• **What to do**
1. Transcribe the ski racing passage between "I could relate." and "for ski racing.", inclusive.
2. Based on the ski racing passage, answer yes or no to each statement and quote the words that decide it. (a) Chauncey crossed his final finish line in April. (b) The writer needed a step-down program at age 30. (c) All of the writer's teammates at Sierra Nevada College were from the US.
3. Resume the ski racing passage from its last sentence.

• **Given text**
And to all who love it more than seems necessary
It’s birthday season in our household. Today, it’s my oldest son Chauncey’s turn. In the digital world, he is better known as thenotorious.d.o.g_v2. Don’t ask. I have learned that’s best. At any rate, he recently turned the page on his ski racing career, after having milked every last moment out of it that he could. That included an extra NCAA year for Covid and two more for injury. Despite bone spurs the size of doorknobs and periodic back spasms, he crossed his final finish line in April wanting to ski race more. Forever if possible.
I could relate. After a plenty long ski racing career, at age 27, I ended up needing a step-down program to get it out of my system. I found that retirement pre-hab by racing on the NCSA (now USSCA) circuit for Sierra Nevada College while finishing my college degree. I wasn’t the only former World Cup skier doing the same thing. I had teammates from Canada, Slovenia, Norway, Spain and the US who needed a post national team run-out. The thing we all had in common was our unquenchable love for ski racing.

• **Supplied records**
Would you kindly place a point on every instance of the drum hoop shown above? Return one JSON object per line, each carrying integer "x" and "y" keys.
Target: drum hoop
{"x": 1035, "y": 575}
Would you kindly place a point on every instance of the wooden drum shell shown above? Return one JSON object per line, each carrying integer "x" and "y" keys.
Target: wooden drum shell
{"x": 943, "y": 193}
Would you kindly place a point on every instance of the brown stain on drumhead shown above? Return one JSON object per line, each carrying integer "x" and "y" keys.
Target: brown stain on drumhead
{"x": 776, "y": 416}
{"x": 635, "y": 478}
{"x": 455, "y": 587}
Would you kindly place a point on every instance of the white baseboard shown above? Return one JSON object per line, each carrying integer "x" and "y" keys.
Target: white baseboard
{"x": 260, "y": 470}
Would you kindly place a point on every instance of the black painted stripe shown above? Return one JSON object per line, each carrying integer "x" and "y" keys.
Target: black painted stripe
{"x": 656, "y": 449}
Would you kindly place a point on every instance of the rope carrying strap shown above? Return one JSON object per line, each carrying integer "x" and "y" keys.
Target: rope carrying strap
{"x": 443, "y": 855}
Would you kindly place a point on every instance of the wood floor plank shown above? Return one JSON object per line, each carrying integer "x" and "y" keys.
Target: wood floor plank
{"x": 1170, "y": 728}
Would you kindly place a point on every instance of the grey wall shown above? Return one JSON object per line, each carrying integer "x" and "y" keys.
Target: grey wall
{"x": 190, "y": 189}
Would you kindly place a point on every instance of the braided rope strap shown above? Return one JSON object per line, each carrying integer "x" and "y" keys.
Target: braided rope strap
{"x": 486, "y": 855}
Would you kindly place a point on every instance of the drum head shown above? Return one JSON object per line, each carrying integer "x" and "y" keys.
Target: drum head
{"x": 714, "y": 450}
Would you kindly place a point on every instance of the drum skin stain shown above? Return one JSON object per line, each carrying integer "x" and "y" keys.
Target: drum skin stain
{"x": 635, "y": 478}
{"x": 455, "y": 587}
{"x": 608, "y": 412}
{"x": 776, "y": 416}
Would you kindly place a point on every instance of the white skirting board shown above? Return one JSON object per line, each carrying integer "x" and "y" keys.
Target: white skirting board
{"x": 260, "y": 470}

• **Responses per task**
1.
I could relate. After a plenty long ski racing career, at age 27, I ended up needing a step-down program to get it out of my system. I found that retirement pre-hab by racing on the NCSA (now USSCA) circuit for Sierra Nevada College while finishing my college degree. I wasn’t the only former World Cup skier doing the same thing. I had teammates from Canada, Slovenia, Norway, Spain and the US who needed a post national team run-out. The thing we all had in common was our unquenchable love for ski racing.

2.
(a) Yes: "he crossed his final finish line in April wanting to ski race more."
(b) No: "at age 27, I ended up needing a step-down program to get it out of my system."
(c) No: "I had teammates from Canada, Slovenia, Norway, Spain and the US who needed a post national team run-out."

3.
IT’S ALL ABOUT THE DONUTS
I was thinking about that time of life so much recently, when reading memorial tributes to Trevor Wagner. I first met Trevor as a teammate at Sierra Nevada College, when every single one of us was there for one thing: the chance to do this thing we loved a little longer. We were grateful for the opportunity. There was no end game other than that, nothing to prove to anyone, including ourselves. It was ski racing at its best. It was pure freedom.
Whenever I bumped into Trevor, which wasn’t often enough, he brought me right back to that time. His enthusiasm and pure love of the sport—liberally passed along to the scores of kids he coached, and infused by osmosis to his peers and colleagues—made me smile.
In reading the many tributes to Trevor, this one by Julia Mancuso stuck with me
“he reminded me to think of everything but skiing when leaving the start gate. He was the one that said, ‘think of jelly donuts and surfing.’ To this day I think of those things when I’m down- it’s not that I love jelly donuts- but it makes me happy cause it’s so absurd.”
If only everyone knew the importance of thinking about jelly donuts and surfing! That right there is pure coaching brilliance, and I guarantee it didn’t come out of any coaches ed. It’s too simple to be taught and too important to be missed. It comes from knowing the sport and the person, and caring deeply about both.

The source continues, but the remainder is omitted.